◆ Excerpt to read
It’s been 20 years since Mark “Rent Boy” Renton (Ewan McGregor) decided to follow his own iconic monologue and chose life, running out on his fellow heroin junkie friends, the money they would all have made off a drug deal in his not-so-shaky hand. He’s spent the last two decades in Amsterdam – married, working a desk job and replacing helter skelter running from one score to the next with just running on a treadmill. But faced with some personal challenges, he decides to return to his home town in Scotland. And here he finds that the more things change, the more they stay the same.

Brutish Franco (Robert Carlyle) is serving a 20 year jail sentence, Spud’s (Ewen Bremner) spiraling addiction has destroyed his relationship with his ex and their son, and Simon (Johnny Lee Miller) – who has now ditched the moniker of “Sick Boy” – is stuck running the dilapidated pub he inherited from his aunt, while also dabbling in a spot of homemade porn video blackmail with the assistance of his Bulgarian sex-worker partner Veronika (Anjela Nedyalko). The estranged Renton reenters their lives just in time engage with Simon in an absurdly impressive fist fight – which includes everything from splintered pool cues to bar-top lager waterboarding – to work through their bristly personal feelings towards each other.

With the punches behind him, Renton decides to help his old friends by getting Spud clean and joining Simon in one last scheme to escape their lot. And speaking of escape, Franco is on the lam and decides to reconnect with his wife and son, hoping to take the latter on a spot of father-son housebreaking. His volcanic anger at both learning that his son is not a chip off the old criminal block and that his raging masculinity has taken a turn for the impotent, is as nothing though compared to his ever-bubbling desire to get his revenge on Renton for what he did all those years ago. And now for the first time in two decades, they’re both back in the same city again.

Screenwriter John Hodge, dipping back into Irvine Welsh’s original novel as well as its poorly received follow-up Porno, spins up a tale of sex, drugs and rock ‘n roll that is decidedly darker and more mature than those three concepts usually entail. This is no longer the story of gangly punk rock kids trying to salve the reality of their non-futures though blistering beats, techno neon lights and whatever chemicals they can pour into their veins. Instead this is a sombre treatise on the malaise of the middle-aged, swapping out Doc Martens for the grinding boot heel of grown-up disappointment. It would seem that choosing life also came with choosing responsibilities.

Detection annotation records
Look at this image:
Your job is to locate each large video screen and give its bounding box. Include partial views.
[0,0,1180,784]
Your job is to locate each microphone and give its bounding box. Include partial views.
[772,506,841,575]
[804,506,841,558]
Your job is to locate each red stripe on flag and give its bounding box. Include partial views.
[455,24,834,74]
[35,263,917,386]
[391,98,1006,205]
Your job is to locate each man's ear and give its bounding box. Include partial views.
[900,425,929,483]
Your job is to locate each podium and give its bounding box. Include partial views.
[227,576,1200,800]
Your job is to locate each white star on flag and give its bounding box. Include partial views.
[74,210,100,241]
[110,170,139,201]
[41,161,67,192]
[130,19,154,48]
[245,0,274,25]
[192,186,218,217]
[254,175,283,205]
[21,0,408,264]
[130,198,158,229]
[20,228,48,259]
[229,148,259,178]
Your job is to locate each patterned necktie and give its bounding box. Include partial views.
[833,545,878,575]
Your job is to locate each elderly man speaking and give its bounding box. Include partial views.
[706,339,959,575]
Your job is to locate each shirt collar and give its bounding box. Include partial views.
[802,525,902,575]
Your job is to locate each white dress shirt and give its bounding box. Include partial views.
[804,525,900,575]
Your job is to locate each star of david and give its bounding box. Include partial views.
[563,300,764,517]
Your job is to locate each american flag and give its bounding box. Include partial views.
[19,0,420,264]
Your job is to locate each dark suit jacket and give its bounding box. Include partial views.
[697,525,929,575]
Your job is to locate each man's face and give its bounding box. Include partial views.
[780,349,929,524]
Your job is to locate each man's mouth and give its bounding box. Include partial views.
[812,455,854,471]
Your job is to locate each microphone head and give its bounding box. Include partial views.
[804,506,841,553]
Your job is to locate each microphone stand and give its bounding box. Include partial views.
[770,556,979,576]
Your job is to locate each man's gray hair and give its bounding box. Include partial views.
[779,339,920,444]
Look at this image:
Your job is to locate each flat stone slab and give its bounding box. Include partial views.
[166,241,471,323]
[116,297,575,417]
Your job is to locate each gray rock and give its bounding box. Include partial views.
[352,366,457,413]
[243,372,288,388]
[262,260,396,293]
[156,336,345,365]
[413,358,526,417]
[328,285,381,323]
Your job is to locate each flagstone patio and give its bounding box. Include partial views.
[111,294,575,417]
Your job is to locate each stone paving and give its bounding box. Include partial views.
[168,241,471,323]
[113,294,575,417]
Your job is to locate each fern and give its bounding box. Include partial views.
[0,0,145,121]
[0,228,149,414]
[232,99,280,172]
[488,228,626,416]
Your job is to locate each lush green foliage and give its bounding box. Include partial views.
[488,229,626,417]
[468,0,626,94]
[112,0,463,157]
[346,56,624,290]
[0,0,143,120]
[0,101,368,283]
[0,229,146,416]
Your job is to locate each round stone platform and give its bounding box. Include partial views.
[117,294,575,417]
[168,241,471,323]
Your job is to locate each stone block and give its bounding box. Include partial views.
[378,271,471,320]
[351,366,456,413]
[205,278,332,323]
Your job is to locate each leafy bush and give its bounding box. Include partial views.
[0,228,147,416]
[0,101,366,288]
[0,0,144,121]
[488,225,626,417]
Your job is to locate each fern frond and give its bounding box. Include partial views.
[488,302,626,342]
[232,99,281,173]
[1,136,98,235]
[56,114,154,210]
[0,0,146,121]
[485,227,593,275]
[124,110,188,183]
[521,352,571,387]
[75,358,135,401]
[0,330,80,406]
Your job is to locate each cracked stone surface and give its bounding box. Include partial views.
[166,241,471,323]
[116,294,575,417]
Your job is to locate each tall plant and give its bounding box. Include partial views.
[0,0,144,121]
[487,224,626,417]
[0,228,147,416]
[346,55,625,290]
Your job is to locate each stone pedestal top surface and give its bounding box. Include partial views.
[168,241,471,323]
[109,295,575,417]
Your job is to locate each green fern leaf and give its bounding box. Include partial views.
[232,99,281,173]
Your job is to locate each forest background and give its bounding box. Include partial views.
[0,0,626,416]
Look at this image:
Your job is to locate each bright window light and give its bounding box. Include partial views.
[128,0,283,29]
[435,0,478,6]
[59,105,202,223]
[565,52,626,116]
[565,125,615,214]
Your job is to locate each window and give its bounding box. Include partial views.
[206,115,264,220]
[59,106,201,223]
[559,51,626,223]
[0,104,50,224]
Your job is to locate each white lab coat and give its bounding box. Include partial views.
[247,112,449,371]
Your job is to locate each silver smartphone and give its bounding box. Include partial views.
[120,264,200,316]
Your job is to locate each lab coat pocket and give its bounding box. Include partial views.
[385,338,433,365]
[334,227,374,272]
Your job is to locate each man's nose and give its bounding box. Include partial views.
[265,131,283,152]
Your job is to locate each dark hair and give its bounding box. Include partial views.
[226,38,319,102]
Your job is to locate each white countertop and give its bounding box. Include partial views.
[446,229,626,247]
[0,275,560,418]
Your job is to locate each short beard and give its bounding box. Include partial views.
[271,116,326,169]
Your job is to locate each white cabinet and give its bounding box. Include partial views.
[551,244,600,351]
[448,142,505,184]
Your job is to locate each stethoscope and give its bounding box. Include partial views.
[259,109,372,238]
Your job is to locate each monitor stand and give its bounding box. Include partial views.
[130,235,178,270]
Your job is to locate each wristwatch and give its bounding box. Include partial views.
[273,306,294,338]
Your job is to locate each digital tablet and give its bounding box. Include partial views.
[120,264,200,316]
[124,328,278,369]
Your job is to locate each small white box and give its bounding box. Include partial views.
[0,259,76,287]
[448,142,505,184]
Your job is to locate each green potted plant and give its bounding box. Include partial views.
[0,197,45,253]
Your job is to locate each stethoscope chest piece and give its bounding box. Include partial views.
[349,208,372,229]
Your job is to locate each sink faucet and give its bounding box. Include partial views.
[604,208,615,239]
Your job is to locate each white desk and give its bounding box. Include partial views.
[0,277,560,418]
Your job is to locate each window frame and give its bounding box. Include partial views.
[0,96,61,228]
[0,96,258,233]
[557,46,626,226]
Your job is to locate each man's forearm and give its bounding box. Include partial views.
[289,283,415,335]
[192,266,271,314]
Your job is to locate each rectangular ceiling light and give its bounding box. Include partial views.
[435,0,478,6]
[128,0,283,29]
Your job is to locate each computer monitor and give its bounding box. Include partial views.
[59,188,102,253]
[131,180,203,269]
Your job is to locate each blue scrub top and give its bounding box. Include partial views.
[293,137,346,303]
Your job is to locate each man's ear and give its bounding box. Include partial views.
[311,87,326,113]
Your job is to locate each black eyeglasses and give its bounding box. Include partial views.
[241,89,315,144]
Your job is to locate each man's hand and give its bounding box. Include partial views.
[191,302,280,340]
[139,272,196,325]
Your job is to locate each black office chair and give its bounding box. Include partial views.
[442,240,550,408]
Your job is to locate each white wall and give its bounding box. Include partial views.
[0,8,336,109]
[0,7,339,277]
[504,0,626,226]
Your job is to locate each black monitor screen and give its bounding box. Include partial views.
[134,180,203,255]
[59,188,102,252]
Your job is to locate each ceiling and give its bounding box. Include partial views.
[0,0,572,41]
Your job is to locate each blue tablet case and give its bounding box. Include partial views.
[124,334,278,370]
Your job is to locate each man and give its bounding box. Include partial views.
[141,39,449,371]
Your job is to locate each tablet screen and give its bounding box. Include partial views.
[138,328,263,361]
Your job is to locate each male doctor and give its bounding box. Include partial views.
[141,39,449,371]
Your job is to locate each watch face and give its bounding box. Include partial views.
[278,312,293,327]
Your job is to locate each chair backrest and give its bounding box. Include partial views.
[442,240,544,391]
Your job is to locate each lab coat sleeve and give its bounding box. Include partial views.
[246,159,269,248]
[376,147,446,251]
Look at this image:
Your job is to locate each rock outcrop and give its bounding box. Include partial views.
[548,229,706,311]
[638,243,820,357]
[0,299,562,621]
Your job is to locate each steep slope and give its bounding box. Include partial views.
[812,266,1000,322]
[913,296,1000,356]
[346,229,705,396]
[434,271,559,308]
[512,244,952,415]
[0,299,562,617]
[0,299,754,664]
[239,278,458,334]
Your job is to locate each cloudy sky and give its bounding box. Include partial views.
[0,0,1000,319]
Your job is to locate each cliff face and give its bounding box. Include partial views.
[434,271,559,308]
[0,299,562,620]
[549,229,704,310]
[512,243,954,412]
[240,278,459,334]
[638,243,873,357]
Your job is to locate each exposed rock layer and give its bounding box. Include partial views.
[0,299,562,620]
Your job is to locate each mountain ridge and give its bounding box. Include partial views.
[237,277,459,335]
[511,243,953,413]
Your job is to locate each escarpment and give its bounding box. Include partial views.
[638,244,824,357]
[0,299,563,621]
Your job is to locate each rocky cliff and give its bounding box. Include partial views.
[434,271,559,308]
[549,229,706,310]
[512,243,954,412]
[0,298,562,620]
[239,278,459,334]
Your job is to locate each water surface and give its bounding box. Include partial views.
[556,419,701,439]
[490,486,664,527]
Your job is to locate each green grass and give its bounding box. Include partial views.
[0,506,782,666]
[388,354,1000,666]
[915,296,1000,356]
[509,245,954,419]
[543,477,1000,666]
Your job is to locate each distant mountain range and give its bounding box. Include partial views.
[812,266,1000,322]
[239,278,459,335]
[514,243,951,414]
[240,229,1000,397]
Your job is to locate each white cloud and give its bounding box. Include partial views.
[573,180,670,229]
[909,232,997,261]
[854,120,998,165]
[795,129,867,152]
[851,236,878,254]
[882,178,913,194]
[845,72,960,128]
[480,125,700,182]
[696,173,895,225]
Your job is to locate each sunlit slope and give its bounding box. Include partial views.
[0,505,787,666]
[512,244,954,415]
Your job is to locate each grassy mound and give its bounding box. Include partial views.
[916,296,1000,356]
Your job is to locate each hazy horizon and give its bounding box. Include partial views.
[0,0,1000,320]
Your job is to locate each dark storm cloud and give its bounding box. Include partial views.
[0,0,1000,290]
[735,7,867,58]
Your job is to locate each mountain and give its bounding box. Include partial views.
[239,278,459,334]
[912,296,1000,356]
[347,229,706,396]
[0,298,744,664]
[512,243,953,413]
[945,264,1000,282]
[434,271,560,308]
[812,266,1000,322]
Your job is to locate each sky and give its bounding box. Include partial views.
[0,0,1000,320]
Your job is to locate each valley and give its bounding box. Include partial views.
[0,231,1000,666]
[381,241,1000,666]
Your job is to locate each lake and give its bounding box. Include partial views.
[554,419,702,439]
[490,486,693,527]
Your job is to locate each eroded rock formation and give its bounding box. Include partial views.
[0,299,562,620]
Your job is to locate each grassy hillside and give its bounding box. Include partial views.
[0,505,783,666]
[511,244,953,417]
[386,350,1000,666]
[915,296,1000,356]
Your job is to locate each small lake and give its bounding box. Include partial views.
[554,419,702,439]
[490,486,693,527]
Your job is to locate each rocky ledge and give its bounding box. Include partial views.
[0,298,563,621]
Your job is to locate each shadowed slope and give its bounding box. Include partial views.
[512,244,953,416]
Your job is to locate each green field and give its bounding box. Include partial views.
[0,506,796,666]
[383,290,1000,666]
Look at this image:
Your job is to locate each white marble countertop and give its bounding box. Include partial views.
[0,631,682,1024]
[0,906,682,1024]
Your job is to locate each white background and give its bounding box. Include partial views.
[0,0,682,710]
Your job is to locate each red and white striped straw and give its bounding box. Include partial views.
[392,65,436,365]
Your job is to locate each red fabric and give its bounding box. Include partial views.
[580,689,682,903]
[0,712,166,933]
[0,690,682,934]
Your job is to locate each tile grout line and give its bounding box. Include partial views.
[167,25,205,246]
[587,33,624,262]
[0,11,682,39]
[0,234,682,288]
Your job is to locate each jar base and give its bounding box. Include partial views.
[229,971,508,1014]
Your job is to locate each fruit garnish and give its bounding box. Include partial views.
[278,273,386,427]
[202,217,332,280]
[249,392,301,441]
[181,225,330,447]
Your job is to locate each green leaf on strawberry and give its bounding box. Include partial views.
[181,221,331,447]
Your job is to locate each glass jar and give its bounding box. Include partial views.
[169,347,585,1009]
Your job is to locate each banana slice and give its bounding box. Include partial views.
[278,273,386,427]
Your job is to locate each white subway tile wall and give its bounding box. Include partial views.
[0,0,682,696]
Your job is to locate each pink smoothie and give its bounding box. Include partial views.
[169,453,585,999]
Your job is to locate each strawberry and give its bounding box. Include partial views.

◆ Requirement
According to the film review above, what business is Simon stuck running?

◆ Output of the exercise
A dilapidated pub he inherited from his aunt.